----- Provided material -----
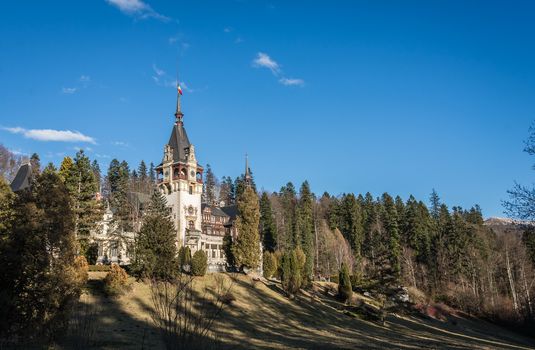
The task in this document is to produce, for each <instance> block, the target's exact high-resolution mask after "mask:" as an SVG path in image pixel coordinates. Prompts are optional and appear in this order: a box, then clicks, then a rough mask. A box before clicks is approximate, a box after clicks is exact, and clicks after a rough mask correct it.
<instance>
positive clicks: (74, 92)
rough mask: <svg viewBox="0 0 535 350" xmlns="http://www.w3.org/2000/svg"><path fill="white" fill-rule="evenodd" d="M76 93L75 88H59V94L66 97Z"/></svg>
mask: <svg viewBox="0 0 535 350" xmlns="http://www.w3.org/2000/svg"><path fill="white" fill-rule="evenodd" d="M76 91H78V88H76V87H72V88H66V87H63V88H61V93H62V94H66V95H72V94H74V93H76Z"/></svg>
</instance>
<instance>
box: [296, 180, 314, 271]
mask: <svg viewBox="0 0 535 350" xmlns="http://www.w3.org/2000/svg"><path fill="white" fill-rule="evenodd" d="M313 205H314V197H313V194H312V192H311V191H310V186H309V184H308V182H307V181H305V182H303V184H302V185H301V188H300V191H299V203H298V208H297V221H296V227H297V229H296V231H297V236H298V240H299V242H298V245H299V246H300V247H301V248H302V249H303V252H304V253H305V256H306V261H305V264H304V269H303V276H304V277H305V281H310V280H311V279H312V276H313V274H314V271H313V269H314V213H313V211H314V208H313Z"/></svg>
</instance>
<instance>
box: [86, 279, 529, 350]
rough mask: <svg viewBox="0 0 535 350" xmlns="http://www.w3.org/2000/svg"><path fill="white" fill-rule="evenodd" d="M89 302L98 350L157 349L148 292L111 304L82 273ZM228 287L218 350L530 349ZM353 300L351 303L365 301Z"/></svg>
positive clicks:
-----
Search the data for the string "positive" and copy every line where it appears.

Problem solution:
positive clicks: (74, 92)
positive clicks:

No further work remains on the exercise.